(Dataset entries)
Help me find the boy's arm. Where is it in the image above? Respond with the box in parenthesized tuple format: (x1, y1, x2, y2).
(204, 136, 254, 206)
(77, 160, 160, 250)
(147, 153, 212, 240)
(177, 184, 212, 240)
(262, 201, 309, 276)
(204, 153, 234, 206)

DESCRIPTION OF THE TASK:
Your response should consist of the data above, duplicated exactly.

TASK SOLUTION:
Help me find the boy's arm. Where is it in the image above? Respond with the box in parenthesized tuple format: (x1, y1, x2, y2).
(204, 136, 254, 206)
(77, 160, 160, 250)
(147, 153, 212, 240)
(177, 184, 212, 240)
(262, 201, 309, 276)
(204, 153, 234, 206)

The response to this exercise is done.